EXERCISE AIM |
Provide only the number of lines in the data below that contain the word "every".

PROVIDED RECORDS |
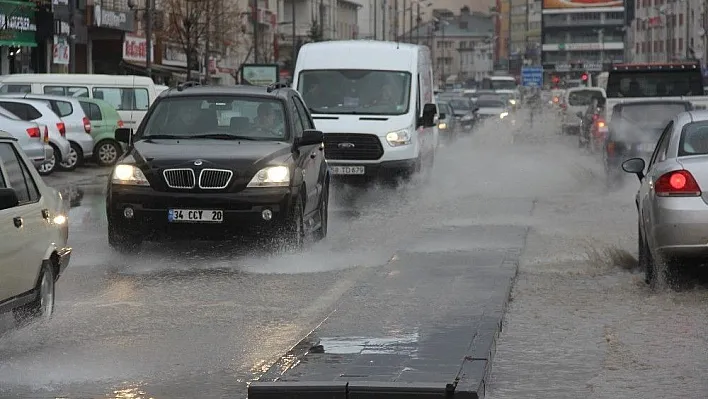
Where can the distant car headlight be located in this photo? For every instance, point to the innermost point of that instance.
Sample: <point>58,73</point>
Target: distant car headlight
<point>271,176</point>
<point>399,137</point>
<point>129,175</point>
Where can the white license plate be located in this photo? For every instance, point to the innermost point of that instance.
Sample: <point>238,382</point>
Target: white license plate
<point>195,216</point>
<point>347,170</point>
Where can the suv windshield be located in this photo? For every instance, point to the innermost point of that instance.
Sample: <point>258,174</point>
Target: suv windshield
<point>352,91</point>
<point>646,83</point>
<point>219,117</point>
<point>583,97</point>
--
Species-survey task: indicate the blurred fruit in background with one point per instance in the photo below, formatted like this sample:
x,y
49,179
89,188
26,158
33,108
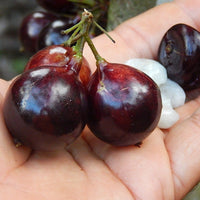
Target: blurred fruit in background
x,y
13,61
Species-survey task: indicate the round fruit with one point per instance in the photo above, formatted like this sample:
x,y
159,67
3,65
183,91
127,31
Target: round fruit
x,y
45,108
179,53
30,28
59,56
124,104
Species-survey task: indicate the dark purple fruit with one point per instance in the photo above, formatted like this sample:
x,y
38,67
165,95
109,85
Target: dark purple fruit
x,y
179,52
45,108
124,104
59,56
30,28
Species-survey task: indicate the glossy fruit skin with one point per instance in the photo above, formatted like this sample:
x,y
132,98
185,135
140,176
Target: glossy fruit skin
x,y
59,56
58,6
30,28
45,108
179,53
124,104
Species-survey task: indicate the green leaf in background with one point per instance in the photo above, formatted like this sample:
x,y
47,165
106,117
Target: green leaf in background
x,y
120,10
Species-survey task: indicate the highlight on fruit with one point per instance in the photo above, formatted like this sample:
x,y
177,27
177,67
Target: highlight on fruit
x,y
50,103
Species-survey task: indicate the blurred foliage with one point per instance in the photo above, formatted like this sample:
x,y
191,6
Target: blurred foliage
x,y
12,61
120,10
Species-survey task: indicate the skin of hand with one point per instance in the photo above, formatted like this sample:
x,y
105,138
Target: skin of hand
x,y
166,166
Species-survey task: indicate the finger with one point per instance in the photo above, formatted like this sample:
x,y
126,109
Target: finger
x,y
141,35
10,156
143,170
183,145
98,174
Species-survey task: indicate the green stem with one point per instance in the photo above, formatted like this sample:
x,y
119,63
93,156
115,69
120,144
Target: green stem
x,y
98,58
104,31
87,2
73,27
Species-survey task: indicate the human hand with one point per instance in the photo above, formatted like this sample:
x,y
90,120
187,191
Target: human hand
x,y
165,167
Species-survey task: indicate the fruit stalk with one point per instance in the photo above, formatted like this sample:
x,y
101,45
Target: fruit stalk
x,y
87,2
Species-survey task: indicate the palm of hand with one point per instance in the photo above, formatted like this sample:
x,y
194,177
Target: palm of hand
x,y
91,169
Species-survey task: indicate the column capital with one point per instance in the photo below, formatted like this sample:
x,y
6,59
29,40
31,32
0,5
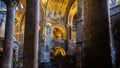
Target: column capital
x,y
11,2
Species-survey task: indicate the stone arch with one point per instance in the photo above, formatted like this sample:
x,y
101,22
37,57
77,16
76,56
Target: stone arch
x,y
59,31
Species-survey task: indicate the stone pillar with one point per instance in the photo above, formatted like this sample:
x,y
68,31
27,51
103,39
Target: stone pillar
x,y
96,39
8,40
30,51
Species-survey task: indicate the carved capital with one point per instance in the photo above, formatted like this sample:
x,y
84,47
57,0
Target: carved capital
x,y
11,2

EXERCISE OUTPUT |
3